*Task directions*
Copy each of the records below word for word, with nothing changed.

*Material shown*
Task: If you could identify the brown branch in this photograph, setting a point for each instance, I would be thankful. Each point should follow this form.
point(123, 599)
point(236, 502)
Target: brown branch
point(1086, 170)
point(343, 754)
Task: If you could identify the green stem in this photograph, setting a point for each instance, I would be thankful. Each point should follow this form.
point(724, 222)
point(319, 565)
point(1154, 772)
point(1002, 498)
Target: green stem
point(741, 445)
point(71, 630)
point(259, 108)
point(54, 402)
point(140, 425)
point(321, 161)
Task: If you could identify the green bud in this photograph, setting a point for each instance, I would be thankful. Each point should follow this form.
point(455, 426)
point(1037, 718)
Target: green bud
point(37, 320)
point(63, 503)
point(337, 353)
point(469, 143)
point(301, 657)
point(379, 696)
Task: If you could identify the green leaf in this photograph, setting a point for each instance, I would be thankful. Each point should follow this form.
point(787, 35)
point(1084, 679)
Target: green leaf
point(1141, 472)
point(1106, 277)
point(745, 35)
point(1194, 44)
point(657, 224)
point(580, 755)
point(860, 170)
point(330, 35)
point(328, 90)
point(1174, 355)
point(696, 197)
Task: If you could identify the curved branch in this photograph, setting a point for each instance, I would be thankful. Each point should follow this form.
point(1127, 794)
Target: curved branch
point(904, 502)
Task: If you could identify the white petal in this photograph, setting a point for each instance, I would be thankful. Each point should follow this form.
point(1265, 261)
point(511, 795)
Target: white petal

*Complete answer*
Task: If you could identify the brown branch in this photograph, setting a point for each instance, I would be thankful. Each point should follow this form.
point(123, 599)
point(236, 502)
Target: brown branch
point(1086, 170)
point(343, 754)
Task: If you could identify the green stem in this photograph, setting a point for each instance, I would be thankful. Each point should follow this form.
point(724, 222)
point(319, 565)
point(1154, 772)
point(1002, 498)
Target: green stem
point(741, 445)
point(71, 630)
point(259, 108)
point(54, 402)
point(140, 425)
point(321, 161)
Task: If you could identify the green bud in this photograph, setting a point for each instance, I would be thankful. Each point should follow this form.
point(455, 426)
point(1037, 718)
Target: green bud
point(37, 320)
point(63, 503)
point(337, 353)
point(469, 143)
point(301, 657)
point(379, 696)
Task: If you could identify the green leaf in this photograph, setting a point for each instance, I would be thankful. Each point should follow this form.
point(787, 35)
point(1084, 679)
Target: green leaf
point(1141, 472)
point(1106, 277)
point(745, 35)
point(1194, 44)
point(657, 224)
point(580, 755)
point(860, 170)
point(330, 35)
point(328, 90)
point(1174, 355)
point(696, 197)
Task: If you could identify the curved branch in this photograph, setting a point for each instance, I would be thankful. Each point should follow this form.
point(1127, 794)
Target: curved branch
point(904, 502)
Task: If you could identify the white petal in this photograph, setting a point for each instance, I would be thankful. Each point should follow this form.
point(1265, 261)
point(511, 795)
Target: white petal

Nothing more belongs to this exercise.